▶ **DIRECTIVE**: Please rewrite all the rows below, replacing "Indicate" with "Mark" and keeping everything else the same. Leave the pictures out of your version.

▶ **DATA ROWS**:

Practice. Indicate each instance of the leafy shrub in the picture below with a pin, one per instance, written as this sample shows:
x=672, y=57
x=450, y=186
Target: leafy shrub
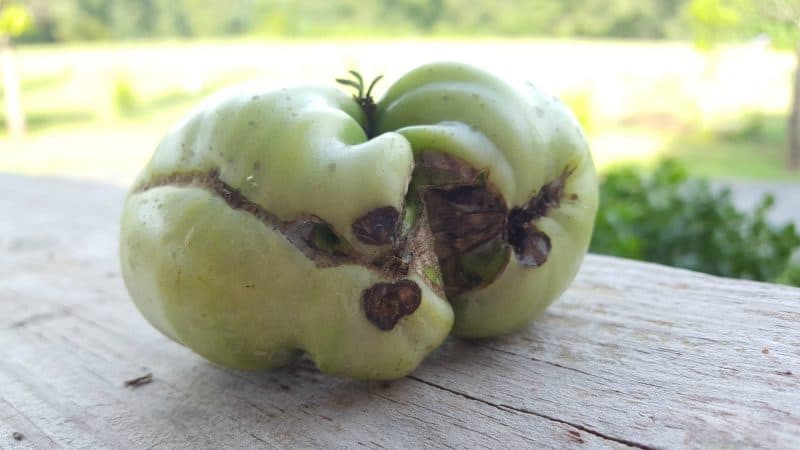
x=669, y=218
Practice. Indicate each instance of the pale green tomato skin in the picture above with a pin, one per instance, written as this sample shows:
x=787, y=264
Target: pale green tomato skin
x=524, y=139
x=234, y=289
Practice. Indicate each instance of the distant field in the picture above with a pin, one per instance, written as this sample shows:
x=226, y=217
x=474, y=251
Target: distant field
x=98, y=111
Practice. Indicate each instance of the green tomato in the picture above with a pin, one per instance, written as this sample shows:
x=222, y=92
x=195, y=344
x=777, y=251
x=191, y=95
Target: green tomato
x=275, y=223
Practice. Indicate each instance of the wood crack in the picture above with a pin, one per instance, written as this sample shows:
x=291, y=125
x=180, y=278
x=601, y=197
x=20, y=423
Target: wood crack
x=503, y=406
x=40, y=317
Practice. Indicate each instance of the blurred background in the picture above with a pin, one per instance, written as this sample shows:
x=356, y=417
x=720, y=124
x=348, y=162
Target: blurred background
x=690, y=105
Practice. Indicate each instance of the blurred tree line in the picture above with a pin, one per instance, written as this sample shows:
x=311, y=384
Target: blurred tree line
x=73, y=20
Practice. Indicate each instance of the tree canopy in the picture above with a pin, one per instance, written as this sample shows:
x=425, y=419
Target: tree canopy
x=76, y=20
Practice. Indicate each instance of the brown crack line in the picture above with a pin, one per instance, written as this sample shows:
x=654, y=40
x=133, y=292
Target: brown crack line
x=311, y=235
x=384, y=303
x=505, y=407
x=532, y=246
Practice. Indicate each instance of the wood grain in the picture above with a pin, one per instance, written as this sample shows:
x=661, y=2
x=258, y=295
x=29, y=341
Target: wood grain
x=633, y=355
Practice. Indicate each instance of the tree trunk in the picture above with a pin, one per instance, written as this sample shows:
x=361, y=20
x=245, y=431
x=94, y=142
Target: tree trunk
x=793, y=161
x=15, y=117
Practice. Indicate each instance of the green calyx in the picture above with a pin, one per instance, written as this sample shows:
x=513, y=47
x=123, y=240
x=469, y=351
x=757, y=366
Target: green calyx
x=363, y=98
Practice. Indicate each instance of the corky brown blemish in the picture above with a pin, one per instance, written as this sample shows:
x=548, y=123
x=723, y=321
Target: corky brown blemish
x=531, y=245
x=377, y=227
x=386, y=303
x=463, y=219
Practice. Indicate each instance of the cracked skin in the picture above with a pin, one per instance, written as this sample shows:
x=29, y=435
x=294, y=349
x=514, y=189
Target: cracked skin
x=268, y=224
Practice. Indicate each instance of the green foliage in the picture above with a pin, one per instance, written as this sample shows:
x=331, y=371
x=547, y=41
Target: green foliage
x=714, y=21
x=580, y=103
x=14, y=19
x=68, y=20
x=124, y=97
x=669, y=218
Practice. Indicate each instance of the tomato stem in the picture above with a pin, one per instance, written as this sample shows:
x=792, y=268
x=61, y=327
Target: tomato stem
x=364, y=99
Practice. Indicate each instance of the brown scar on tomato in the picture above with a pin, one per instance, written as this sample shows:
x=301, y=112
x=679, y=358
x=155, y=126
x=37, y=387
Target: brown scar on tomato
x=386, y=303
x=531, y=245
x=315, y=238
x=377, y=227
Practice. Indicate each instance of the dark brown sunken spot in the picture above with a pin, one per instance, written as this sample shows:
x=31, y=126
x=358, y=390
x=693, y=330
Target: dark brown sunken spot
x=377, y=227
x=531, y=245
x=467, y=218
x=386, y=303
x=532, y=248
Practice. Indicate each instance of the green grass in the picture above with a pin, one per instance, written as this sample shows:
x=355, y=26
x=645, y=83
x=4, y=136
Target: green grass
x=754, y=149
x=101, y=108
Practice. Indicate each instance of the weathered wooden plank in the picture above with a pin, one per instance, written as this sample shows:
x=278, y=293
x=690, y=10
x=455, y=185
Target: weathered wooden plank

▶ **OUTPUT FOR THIS TASK**:
Practice. Mark each instance of the leafy shrub in the picture below with a pin, one per instance, written as this sample shows:
x=672, y=57
x=450, y=186
Target: leafy shrub
x=669, y=218
Practice. Mark each instance of the pale green tomato skin in the picture above with a pin, one per instance, written as this sample shows:
x=787, y=264
Target: pale green tomato skin
x=524, y=139
x=234, y=289
Practice. Mark each instance of the distant field in the picture above with a pin, one per instance, written as this sample shows:
x=226, y=217
x=474, y=251
Target: distant field
x=98, y=111
Practice. Mark each instance of the green tomato in the picture above with a pin, one per instance, written as this sample shows:
x=222, y=92
x=195, y=344
x=777, y=251
x=191, y=95
Target: green tomato
x=275, y=223
Practice. Mark each instance of the wood crack in the picture above with a pin, one per instance, written as this sample shows:
x=291, y=125
x=180, y=278
x=601, y=197
x=20, y=423
Target: wood crack
x=503, y=406
x=40, y=317
Practice. Mark each instance of the blurred background in the picture above with a pin, one per instance, written as this sample shows:
x=356, y=417
x=720, y=124
x=348, y=162
Target: blurred background
x=690, y=105
Practice. Mark each instance of the blurred tree line in the picture above with a pin, one per instance, written as this sample shows:
x=311, y=384
Target: blurred tree line
x=73, y=20
Practice. Mark each instance of the tree canopy in the picture above with a pin, one per instance, written as this sample shows:
x=425, y=419
Target: tree canopy
x=76, y=20
Practice. Mark each instance of the brown crack line in the picture above with a pin, one per instance, written as this sample shows:
x=654, y=40
x=133, y=292
Target: brown crack line
x=311, y=235
x=384, y=303
x=505, y=407
x=532, y=246
Practice. Mark each instance of the wood grain in the picture above with a pin, one per instance, written as this sample shows:
x=661, y=2
x=258, y=295
x=29, y=341
Target: wood grain
x=633, y=355
Practice. Mark each instance of the tree trunk in the picture above with a pin, one per instance, written as this sample shows:
x=361, y=20
x=245, y=431
x=94, y=142
Target: tree trunk
x=793, y=161
x=15, y=117
Practice. Mark each instance of the green calyx in the picture above with a pin, one per instance, written as this sample shows:
x=513, y=47
x=123, y=240
x=469, y=351
x=757, y=366
Target: green calyx
x=363, y=98
Practice. Mark each instance of the corky brown blemish in the picture above with a pin, one per instance, written as this sample shows:
x=548, y=123
x=723, y=321
Target: corky brown blemish
x=531, y=245
x=377, y=227
x=386, y=303
x=463, y=219
Practice. Mark each instance of the cracked skin in the picture above with a pin, one per instance, written as this sample shows:
x=29, y=435
x=294, y=349
x=514, y=189
Target: cracked skin
x=268, y=224
Practice. Mark each instance of the green foliage in the picture above with a pin, one per instance, written as this sample shows:
x=331, y=371
x=547, y=41
Target: green foliage
x=714, y=21
x=580, y=103
x=14, y=19
x=68, y=20
x=124, y=97
x=669, y=218
Practice. Mark each instance of the tomato stem in the picture above with a pin, one per instance, written as this sample shows:
x=792, y=268
x=61, y=327
Target: tomato stem
x=364, y=99
Practice. Mark each instance of the brown scar on tomato in the picture above with a pin, one per instance, written as this sample shows:
x=301, y=112
x=679, y=358
x=155, y=126
x=37, y=387
Target: brown scar on tomato
x=386, y=303
x=531, y=245
x=315, y=238
x=377, y=227
Practice. Mark each instance of the dark brown sunken spot in the picture above with a pin, one per instance, written as this sample shows:
x=31, y=126
x=358, y=390
x=693, y=330
Target: dark brown sunken spot
x=377, y=227
x=531, y=245
x=467, y=218
x=386, y=303
x=532, y=248
Practice. Mark each instance of the green grass in the picture above with a pin, one per instance, written as this sample shows:
x=355, y=26
x=645, y=83
x=4, y=136
Target: green grass
x=754, y=149
x=101, y=108
Practice. Mark each instance of the weathered wooden plank in the picture above with a pin, one per instance, written as this sample shows:
x=278, y=293
x=690, y=10
x=455, y=185
Target: weathered wooden plank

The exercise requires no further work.